Source document.

----------

This section provides background information related to the present disclosure which is not necessarily prior art.
Chirality of gold and other nanoparticles (NPs) has been actively studied in the last decade of nanoscience research, due to its wide range of possible applications. The interest in the synthesis of chiral nanostructures has been fueled by the potential application of chiral nano structures in bio sensing, telecommunication, display technologies, diffraction-free patterning, and chiral catalysis. Certain materials with nanoscale chirality are known to strongly rotate the polarization of linearly polarized (LinP) and circularly polarized light (CPL). Such optical effects in nano materials with different chiral geometries are being actively investigated as a part of chiral photonics and plasmonics. The opposite effects, i.e., the transfer of spin angular momenta of circularly polarized photons to matter and its subsequent nanoscale or atomic restructuring, retaining the “memory” of circular polarization, are not well known or understood.

----------

Assigned task 1. According to the passage on chiral nanoparticles, which two kinds of light can certain materials with nanoscale chirality strongly rotate the polarization of?
Assigned task 2. Decide whether each statement agrees with the passage on chiral nanoparticles, answering yes or no and quoting the words that decide it: (a) Chirality of nanoparticles has been actively studied over the last decade. (b) The background information given is necessarily prior art. (c) The transfer of spin angular momenta of circularly polarized photons to matter is well understood.
Assigned task 3. Pick up the passage on chiral nanoparticles after its last sentence and continue it.
The listing plays no part in this.

Supplied entries.

----------

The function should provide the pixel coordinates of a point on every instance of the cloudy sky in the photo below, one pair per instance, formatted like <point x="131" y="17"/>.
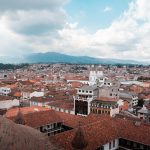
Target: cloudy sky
<point x="98" y="28"/>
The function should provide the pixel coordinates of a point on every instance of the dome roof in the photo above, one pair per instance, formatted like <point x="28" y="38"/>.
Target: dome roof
<point x="18" y="137"/>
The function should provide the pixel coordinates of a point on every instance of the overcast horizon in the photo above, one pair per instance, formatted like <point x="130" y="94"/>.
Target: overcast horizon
<point x="105" y="29"/>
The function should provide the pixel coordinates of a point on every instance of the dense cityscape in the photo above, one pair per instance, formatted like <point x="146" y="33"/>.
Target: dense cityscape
<point x="74" y="74"/>
<point x="75" y="107"/>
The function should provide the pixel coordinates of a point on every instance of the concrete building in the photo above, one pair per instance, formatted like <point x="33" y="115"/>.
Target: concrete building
<point x="104" y="105"/>
<point x="83" y="99"/>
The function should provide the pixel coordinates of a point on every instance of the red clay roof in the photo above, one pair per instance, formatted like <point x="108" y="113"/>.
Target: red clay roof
<point x="37" y="119"/>
<point x="107" y="99"/>
<point x="25" y="110"/>
<point x="101" y="129"/>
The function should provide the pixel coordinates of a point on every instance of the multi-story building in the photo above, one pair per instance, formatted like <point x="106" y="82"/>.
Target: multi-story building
<point x="5" y="91"/>
<point x="132" y="98"/>
<point x="83" y="99"/>
<point x="109" y="89"/>
<point x="95" y="76"/>
<point x="104" y="105"/>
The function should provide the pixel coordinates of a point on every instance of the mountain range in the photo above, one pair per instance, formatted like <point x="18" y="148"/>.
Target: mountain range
<point x="53" y="57"/>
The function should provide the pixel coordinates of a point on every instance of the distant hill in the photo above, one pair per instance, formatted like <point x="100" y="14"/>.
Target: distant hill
<point x="53" y="57"/>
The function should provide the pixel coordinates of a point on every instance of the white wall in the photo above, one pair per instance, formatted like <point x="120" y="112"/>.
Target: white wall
<point x="5" y="91"/>
<point x="106" y="146"/>
<point x="8" y="103"/>
<point x="114" y="111"/>
<point x="37" y="94"/>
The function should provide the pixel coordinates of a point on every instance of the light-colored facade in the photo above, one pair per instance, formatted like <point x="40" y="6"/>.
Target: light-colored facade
<point x="5" y="91"/>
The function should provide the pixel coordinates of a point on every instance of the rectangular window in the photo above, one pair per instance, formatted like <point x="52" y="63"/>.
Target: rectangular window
<point x="109" y="145"/>
<point x="113" y="143"/>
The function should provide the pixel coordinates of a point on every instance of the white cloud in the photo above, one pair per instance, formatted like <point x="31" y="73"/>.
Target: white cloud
<point x="107" y="9"/>
<point x="126" y="38"/>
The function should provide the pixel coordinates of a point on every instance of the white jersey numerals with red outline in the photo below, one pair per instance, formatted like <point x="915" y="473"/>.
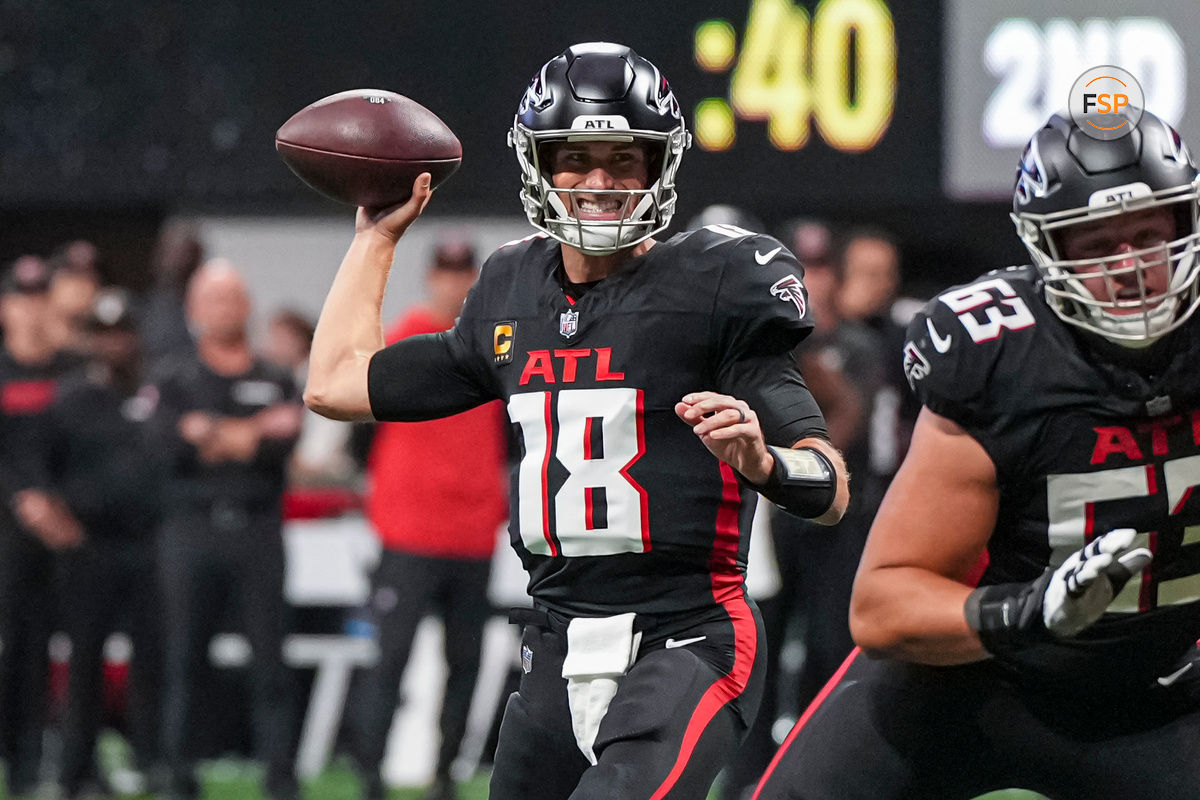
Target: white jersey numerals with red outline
<point x="597" y="435"/>
<point x="996" y="301"/>
<point x="1069" y="505"/>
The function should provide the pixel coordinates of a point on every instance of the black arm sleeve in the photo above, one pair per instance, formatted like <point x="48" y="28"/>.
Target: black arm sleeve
<point x="775" y="390"/>
<point x="424" y="378"/>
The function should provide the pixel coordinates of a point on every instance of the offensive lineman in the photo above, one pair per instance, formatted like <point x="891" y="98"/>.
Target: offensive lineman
<point x="627" y="365"/>
<point x="1060" y="440"/>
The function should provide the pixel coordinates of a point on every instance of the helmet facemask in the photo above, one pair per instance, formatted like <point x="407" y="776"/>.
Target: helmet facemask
<point x="599" y="91"/>
<point x="643" y="211"/>
<point x="1134" y="298"/>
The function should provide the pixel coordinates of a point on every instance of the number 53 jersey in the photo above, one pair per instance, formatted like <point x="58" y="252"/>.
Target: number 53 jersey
<point x="616" y="504"/>
<point x="1081" y="445"/>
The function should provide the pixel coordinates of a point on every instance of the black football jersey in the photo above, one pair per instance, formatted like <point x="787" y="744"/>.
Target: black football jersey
<point x="1081" y="445"/>
<point x="616" y="504"/>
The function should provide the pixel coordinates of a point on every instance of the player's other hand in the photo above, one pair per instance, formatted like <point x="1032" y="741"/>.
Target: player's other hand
<point x="393" y="221"/>
<point x="729" y="427"/>
<point x="1080" y="590"/>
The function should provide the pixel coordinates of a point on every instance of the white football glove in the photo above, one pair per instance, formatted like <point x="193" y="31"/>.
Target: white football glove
<point x="1081" y="589"/>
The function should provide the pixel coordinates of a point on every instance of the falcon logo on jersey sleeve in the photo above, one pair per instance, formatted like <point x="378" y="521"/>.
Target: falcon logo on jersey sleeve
<point x="916" y="365"/>
<point x="790" y="289"/>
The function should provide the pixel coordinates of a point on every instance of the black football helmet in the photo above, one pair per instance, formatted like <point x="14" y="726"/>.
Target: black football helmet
<point x="1068" y="178"/>
<point x="599" y="91"/>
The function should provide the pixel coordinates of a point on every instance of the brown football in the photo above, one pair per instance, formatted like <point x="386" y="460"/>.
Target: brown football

----------

Answer area 1. Linearly polarized (LinP) light and circularly polarized light (CPL).

Answer area 2.
(a) Yes: "has been actively studied in the last decade of nanoscience research"
(b) No: "which is not necessarily prior art"
(c) No: "are not well known or understood"

Answer area 3.
Conventionally, in order to impart chirality, biological chiral ligands are used in conjunction with precursors to make chiral nanoparticles and chiral structures, for instance L-glutathione ligand or amino acid ligands. Natural amino acids and sugars exist predominantly as left-handed (LH) and right-handed (RH) enantiomers, respectively. However, associating ligands with nanoparticles requires additional processing steps and limits the types of nanoparticle structures and compositions that can be formed. It would be desirable to have a new technique for induced restructuring of NP systems, thus providing a new, powerful, and versatile tool for nanochemistry of chiral materials.